→ Text segment:
Document Type : Research Paper
Authors
1
Faculty of Education and Psychology, Alzahra University, Tehran
2
Professor/,Alzahra University
3
Iranian Research Institue for Information Science and Technology (IranDoc)
4
Islamic World Science and Technology Monitoring and Citation Institute (ISC), Shiraz, Iran
10.22070/rsci.2025.20795.1838
Abstract
Purpose: The rapid expansion of research in the field of Knowledge Graphs (KGs) over the past decade has positioned The field as a dynamic area at the intersection of computer science, artificial intelligence. Following Google’s introduction of the KG in 2012, scholars and industry stakeholders have increasingly explored the conceptualization, development, and application of KGs across a wide range of disciplines. KGs, as structured representations of entities, relationships, and semantic information, enable machines to process heterogeneous data in a contextually meaningful and interpretable manner. Beyond traditional knowledge representation, new directions such as ontology modeling, semantic web integration, and graph neural networks (GNNs) are driving innovation. Despite these advances, large-scale, systematic, and global evaluations of the intellectual structure, collaboration patterns, and thematic clusters in the field of KGs remain limited. This study addresses this gap by examining the evolution of research in the field of KGs between 2013 and 2025 using bibliometric and scientometric approaches. The overarching purpose is to uncover research trends, identify leading contributors and institutions, explore co-authorship and co-word networks, and highlight conceptual clusters shaping the KG landscape.
Methodology: This applied-descriptive bibliometric research was conducted using the co-word analysis method .Data were collected from the Scopus citation database, covering outputs published between January 2013 and July 2025 with the keyword "knowledge graph" in titles, abstracts, and author keywords. Keyword normalization reduced 19141 initial keywords to 19058 unique terms. After removing duplicates, excluding irrelevant records, and normalizing author, institution, and country labels, a curated dataset of 9000 articles was obtained. Furthermore, to enhance the accuracy of the analyses, keywords and knowledge graph-related concepts were carefully categorized and standardized. Data analysis and visualization were conducted using VOSviewer, mapping collaboration networks and co-occurrence clusters. The study examines temporal publication and citation trends, prolific countries, funding bodies, influential authors, highly cited works, and thematic clusters, with special attention to knowledge graph embedding, recommender systems, semantic web applications, and natural language processing.

→ Raw data:
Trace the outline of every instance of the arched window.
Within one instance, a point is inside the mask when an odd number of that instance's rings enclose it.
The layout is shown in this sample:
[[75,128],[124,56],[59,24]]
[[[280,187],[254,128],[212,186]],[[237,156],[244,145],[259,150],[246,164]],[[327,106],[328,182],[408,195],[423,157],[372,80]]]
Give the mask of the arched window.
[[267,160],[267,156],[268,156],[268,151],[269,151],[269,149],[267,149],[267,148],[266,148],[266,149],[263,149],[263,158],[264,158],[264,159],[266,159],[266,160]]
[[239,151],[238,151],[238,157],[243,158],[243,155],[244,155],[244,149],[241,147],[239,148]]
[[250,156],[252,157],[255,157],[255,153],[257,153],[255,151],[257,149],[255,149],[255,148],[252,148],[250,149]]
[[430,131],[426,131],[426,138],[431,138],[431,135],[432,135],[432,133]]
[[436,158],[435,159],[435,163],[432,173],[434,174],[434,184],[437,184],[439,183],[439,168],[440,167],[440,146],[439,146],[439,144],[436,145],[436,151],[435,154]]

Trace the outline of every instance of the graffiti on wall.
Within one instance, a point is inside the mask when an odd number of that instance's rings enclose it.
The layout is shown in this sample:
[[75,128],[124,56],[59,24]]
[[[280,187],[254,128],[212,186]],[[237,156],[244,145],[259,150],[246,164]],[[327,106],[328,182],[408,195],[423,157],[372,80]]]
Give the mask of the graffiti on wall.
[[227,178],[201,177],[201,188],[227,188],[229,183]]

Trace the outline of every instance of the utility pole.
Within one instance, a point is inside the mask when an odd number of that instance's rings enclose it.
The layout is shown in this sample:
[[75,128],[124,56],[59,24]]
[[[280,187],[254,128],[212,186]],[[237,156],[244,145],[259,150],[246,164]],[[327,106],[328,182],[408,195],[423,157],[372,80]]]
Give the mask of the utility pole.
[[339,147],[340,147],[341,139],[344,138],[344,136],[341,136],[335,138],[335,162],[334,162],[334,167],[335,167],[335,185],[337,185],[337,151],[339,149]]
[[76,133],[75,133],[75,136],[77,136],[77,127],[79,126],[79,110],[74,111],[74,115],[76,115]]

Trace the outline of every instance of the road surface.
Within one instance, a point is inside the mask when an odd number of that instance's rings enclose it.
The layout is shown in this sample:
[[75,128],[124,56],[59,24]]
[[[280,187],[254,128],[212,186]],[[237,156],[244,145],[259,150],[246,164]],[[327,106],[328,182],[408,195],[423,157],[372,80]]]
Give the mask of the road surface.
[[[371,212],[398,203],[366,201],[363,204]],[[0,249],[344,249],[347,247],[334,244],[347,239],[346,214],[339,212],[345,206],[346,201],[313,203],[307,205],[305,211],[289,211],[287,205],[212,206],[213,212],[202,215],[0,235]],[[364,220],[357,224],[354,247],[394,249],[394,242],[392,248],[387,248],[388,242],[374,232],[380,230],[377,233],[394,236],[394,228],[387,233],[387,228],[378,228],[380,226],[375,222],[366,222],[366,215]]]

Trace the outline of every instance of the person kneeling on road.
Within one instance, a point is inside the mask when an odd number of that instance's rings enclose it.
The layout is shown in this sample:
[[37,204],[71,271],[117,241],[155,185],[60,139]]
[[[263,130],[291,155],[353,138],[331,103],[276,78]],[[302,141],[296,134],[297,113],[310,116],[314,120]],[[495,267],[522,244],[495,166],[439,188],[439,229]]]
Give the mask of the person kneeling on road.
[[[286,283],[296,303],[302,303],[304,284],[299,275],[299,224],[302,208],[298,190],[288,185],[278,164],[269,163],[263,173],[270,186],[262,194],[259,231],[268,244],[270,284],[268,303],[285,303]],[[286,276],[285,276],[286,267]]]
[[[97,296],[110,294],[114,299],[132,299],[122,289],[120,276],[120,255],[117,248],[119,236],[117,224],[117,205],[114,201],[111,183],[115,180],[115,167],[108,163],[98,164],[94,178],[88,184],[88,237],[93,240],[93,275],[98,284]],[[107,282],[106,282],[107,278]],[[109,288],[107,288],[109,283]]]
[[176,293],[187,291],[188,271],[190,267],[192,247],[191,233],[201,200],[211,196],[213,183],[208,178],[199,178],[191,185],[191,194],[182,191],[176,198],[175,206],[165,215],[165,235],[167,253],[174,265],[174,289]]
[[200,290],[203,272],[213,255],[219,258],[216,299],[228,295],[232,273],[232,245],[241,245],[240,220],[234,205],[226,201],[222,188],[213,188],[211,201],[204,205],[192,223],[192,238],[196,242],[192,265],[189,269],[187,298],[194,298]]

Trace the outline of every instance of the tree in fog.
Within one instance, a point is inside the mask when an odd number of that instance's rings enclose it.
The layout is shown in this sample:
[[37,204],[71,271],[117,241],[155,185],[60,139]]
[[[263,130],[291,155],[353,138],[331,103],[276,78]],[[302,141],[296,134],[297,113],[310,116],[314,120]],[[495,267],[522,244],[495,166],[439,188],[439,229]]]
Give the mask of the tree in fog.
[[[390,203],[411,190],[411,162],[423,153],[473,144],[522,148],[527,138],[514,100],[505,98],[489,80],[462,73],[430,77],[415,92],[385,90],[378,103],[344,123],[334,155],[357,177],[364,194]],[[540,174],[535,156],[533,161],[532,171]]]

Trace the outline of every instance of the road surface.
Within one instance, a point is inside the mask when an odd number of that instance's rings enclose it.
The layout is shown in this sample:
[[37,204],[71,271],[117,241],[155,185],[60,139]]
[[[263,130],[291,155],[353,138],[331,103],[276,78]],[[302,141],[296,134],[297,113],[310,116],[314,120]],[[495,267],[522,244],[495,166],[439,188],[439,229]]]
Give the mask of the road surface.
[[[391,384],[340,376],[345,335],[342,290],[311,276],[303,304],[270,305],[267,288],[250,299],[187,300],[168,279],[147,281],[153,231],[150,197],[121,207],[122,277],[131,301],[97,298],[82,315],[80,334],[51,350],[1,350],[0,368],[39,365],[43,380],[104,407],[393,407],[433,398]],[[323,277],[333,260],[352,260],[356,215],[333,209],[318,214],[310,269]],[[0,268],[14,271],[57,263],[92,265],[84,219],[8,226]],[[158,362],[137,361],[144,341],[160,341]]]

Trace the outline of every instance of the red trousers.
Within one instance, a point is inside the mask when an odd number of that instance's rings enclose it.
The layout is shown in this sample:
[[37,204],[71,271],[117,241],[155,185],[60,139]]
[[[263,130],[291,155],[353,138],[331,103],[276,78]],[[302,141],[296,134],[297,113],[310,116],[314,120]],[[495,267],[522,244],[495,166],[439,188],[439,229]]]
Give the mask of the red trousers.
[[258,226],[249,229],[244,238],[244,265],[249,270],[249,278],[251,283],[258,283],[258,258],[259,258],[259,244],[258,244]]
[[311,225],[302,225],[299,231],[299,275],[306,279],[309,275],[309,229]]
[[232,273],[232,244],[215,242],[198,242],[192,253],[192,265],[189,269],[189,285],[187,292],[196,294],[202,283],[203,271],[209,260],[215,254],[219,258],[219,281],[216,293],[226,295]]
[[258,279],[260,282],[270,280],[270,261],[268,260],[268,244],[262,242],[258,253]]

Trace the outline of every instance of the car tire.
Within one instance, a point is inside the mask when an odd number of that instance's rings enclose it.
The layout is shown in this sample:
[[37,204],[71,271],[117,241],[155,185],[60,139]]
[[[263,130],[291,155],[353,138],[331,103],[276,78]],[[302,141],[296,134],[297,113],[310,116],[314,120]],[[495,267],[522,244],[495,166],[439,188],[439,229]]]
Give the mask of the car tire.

→ Prompt 1:
Please write out the part of the knowledge graph abstract above, starting with "Document Type : Research" and going on through "and Technology (IranDoc)", keeping every word and mark unchanged.
→ Prompt 2:
Answer these from the knowledge graph abstract above, marking each answer with its letter:
(a) In what year did Google introduce the knowledge graph?
(b) Which citation database did the study take its publications from?
(c) How many articles made up the curated dataset?

→ Reply 1:
Document Type : Research Paper
Authors
1
Faculty of Education and Psychology, Alzahra University, Tehran
2
Professor/,Alzahra University
3
Iranian Research Institue for Information Science and Technology (IranDoc)

→ Reply 2:
(a) 2012
(b) Scopus
(c) 9000